## Dataset entries
++++

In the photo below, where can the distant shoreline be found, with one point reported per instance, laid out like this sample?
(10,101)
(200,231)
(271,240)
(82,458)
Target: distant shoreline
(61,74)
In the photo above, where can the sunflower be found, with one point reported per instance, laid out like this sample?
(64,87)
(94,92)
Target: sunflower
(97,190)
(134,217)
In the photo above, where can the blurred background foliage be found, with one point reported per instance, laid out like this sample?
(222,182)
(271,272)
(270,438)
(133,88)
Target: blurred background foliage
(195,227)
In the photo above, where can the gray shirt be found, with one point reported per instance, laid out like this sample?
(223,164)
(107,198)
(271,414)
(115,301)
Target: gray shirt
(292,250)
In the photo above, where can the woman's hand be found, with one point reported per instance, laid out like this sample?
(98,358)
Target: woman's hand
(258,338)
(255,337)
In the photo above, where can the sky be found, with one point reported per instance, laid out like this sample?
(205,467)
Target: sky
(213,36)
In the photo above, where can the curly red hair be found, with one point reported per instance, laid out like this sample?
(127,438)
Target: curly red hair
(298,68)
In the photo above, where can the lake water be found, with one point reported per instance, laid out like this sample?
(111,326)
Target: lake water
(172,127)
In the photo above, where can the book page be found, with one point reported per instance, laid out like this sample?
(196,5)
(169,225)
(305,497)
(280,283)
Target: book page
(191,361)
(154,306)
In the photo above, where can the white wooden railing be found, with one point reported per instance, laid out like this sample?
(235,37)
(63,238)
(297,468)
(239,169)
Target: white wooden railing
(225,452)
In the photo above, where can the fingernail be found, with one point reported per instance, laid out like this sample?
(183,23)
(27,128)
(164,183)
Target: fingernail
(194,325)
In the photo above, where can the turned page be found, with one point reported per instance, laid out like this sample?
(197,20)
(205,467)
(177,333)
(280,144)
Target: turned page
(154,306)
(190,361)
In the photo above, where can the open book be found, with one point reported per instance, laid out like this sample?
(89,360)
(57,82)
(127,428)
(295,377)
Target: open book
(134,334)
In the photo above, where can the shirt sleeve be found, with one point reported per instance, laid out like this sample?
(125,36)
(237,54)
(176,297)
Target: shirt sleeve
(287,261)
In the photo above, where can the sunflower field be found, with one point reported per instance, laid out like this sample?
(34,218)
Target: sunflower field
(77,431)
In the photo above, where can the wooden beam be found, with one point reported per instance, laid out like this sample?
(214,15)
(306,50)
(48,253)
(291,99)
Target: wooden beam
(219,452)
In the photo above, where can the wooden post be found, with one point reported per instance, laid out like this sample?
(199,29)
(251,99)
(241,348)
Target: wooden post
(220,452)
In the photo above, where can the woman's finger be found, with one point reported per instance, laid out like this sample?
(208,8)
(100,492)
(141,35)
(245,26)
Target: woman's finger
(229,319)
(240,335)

++++

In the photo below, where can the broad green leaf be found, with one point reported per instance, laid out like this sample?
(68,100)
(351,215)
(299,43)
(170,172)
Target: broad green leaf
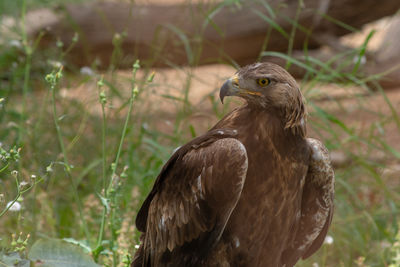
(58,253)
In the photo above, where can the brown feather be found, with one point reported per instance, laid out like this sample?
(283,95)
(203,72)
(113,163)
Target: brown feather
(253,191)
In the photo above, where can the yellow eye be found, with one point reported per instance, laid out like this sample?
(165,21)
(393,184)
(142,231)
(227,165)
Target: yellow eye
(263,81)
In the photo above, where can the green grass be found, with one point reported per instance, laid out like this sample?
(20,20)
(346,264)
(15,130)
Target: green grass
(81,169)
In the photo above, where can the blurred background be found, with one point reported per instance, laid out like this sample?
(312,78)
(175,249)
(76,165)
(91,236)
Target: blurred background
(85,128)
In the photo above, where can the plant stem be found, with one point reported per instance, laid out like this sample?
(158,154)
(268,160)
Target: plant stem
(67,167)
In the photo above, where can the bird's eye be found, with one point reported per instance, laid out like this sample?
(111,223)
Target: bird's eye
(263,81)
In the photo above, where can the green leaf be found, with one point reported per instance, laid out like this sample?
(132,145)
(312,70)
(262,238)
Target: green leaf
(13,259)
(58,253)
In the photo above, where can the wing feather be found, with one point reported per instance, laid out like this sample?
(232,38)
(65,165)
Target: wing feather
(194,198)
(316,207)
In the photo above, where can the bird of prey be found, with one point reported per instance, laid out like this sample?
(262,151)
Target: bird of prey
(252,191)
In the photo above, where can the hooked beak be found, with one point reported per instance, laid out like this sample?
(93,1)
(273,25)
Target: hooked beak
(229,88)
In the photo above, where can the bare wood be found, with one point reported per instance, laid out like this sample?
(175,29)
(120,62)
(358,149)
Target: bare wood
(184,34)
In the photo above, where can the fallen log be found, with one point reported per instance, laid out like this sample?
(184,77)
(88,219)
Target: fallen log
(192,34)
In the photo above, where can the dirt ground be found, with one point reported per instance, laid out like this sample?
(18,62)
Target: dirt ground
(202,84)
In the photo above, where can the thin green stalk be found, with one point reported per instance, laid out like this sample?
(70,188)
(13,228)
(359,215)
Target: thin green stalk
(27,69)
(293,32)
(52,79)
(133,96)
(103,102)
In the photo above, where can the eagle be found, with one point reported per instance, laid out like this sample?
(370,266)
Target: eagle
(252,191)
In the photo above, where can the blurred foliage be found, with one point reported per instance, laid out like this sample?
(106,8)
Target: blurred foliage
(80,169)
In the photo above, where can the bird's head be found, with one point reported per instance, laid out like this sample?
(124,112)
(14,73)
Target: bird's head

++++

Check each line of the records for the word "below", and show the lines that contain it.

In the photo below, where can the distant shoreline be found, with one point reported per instance, laid out like this sample?
In the photo below, where can the broad green leaf be found, with one point reported per instance, laid out like this sample?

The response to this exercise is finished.